* BEGIN Reading text *

Friday, June 29, 2012

Nuclear Iran Does Not Increase Stability: 8 Reasons

In the July issue of Foreign Affairs, international relations scholar and founder of neorealism, Kenneth Waltz, published a column not only defending nuclear deterrence theory, but also supporting the Iran obtaining a nuclear weapon (part of the column can be found on the website of USA Today). Waltz identifies three possible futures that could be had depending on the actions of Iran’s nuclear enrichment program. I find his analysis selective and the publishing of such opinions as legitimate in both the academic and mainstream press, without acknowledging the disastrous consequences that are possible in the case that his presumptions are false, to be reprehensible. I thus write this response.

One of the biggest issues with Waltz’s analysis is his complete dismissal of the incomprehensible dangers of nuclear weapons. He writes, “A palpable sense of crisis still looms,” and then dismisses it by saying, “It should not.”1 In the words of Nuclear Age Peace Foundation president David Krieger, “fear is a healthy mechanism when one is confronted by something fearful.”2 The Hiroshima and Nagasaki bombs killed 200,000 initially and many more in the months and years after. The current warheads are much larger than those two, plus new reports discuss how the nuclear famine that would follow a limited nuclear exchange between Pakistan and India could kill over 1 billion human beings.3 Luckily for us, Mr. Waltz is not worried. He thinks, “A nuclear-armed Iran would probably be the best possible result of the standoff and the one most likely to restore stability to the Middle East.” I beg to differ.

The basis of Waltz’s argument is that there are only three possible futures for the Iranian nuclear program. I will be addressing them out of their original order. One outcome that is not often discussed in the international theater “is that Iran stops short of testing a nuclear weapon but develops a breakout capability, the capacity to build and test one quite quickly.” I believe that Waltz correctly identifies that while this position would be acceptable to Iranian leadership, Israel (and most likely the United States) would not find this acceptable. The increased hostility, both in the level of sanctions and potential tangible conflict, would not only spiral the region into more instability, but could also propel Iran to proliferate fully operational nuclear weapons as a response. Either way, if this path was selected it would not remain the status quo for long.

Waltz believes that because Iran could not stop just short of a nuclear weapon, for reasons listed above, it will follow through with a weapons proliferating trajectory, resulting in greater regional and global stability. I disagree that, “New nuclear states generally produce more regional and international stabilitly.” First, this is empirically not true and a prime example of selectivity on the part of Waltz. Following the Pakistani nuclear test in 1998 was the Indo-Pakistani war of 1999, caused by the emboldening Pakistan received from its nuclear weapons program.4 North Korea has become increasingly belligerent since its proliferation. Israeli has acted as though it had impunity evermore so as greater numbers of individuals accept their role as an unofficial nuclear power. When Chechen rebels obtained a dirty bomb with seventy pounds of cesium-137 inside, it did not improve or stabilize their relations with Russia.5 While this last example is not of the relationship between states, it still depicts the way all parties, including states, interact. Waltz is incorrect when he says that nuclear powers are more cautious than they were before their proliferation. Characteristically, there also is less dialogue between nuclear actors in hostile regions as communications become increasingly polarized. This divide in communications creates an “us vs. them” mentality in which bilateralism and partisanship are not possible. Not only does this act as a roadblock for peace and humanitarian efforts, but also creates a state of exile in which the state can easily be pushed to the outside. This creates greater levels of conflict and furthers current patterns of instability.

* END Reading text *

▶ Required task 1:
Please put the rows below, from the first line of the rows through the line holding "69), (67, 65)]", inclusive, into a JSON list of strings with one string per line and blank lines left out.

* BEGIN Data extract *

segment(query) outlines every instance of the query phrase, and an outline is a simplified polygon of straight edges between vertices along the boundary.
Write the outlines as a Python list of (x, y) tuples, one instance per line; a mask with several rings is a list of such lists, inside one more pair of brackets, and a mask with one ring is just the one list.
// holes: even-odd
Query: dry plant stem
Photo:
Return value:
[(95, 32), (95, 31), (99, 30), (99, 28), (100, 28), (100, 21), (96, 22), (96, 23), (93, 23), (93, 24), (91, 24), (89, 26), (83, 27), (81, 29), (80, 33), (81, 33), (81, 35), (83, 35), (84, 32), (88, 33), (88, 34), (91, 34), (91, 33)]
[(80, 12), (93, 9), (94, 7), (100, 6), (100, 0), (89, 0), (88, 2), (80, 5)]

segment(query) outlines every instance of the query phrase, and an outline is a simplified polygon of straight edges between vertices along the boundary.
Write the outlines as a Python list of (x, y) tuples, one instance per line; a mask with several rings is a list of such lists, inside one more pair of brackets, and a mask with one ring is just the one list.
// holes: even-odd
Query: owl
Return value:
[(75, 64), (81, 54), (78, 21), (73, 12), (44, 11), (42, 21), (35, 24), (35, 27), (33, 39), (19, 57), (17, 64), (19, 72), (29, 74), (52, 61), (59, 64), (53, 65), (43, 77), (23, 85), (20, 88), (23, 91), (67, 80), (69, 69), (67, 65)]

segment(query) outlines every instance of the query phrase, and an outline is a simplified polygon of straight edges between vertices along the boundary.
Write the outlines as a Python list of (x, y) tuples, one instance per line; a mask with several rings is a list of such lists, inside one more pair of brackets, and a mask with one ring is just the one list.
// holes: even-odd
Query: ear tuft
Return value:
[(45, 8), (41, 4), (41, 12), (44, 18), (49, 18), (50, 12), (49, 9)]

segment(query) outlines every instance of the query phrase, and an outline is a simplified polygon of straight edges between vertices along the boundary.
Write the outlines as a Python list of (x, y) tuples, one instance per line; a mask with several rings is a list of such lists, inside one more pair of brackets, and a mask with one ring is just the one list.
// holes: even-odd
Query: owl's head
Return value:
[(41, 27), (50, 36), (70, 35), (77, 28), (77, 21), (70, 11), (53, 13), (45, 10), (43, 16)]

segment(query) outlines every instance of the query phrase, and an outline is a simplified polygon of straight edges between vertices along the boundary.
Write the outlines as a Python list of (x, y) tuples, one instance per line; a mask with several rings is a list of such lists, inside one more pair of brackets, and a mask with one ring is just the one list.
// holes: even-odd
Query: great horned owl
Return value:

* END Data extract *

▶ Required task 2:
According to the essay on a nuclear Iran, what was inside the dirty bomb obtained by Chechen rebels?

▶ Response 1:
[
  "segment(query) outlines every instance of the query phrase, and an outline is a simplified polygon of straight edges between vertices along the boundary.",
  "Write the outlines as a Python list of (x, y) tuples, one instance per line; a mask with several rings is a list of such lists, inside one more pair of brackets, and a mask with one ring is just the one list.",
  "// holes: even-odd",
  "Query: dry plant stem",
  "Photo:",
  "Return value:",
  "[(95, 32), (95, 31), (99, 30), (99, 28), (100, 28), (100, 21), (96, 22), (96, 23), (93, 23), (93, 24), (91, 24), (89, 26), (83, 27), (81, 29), (80, 33), (81, 33), (81, 35), (83, 35), (84, 32), (88, 33), (88, 34), (91, 34), (91, 33)]",
  "[(80, 12), (93, 9), (94, 7), (100, 6), (100, 0), (89, 0), (88, 2), (80, 5)]",
  "segment(query) outlines every instance of the query phrase, and an outline is a simplified polygon of straight edges between vertices along the boundary.",
  "Write the outlines as a Python list of (x, y) tuples, one instance per line; a mask with several rings is a list of such lists, inside one more pair of brackets, and a mask with one ring is just the one list.",
  "// holes: even-odd",
  "Query: owl",
  "Return value:",
  "[(75, 64), (81, 54), (78, 21), (73, 12), (44, 11), (42, 21), (35, 24), (35, 27), (33, 39), (19, 57), (17, 64), (19, 72), (29, 74), (52, 61), (59, 64), (53, 65), (43, 77), (23, 85), (20, 88), (23, 91), (67, 80), (69, 69), (67, 65)]"
]

▶ Response 2:
Seventy pounds of cesium-137.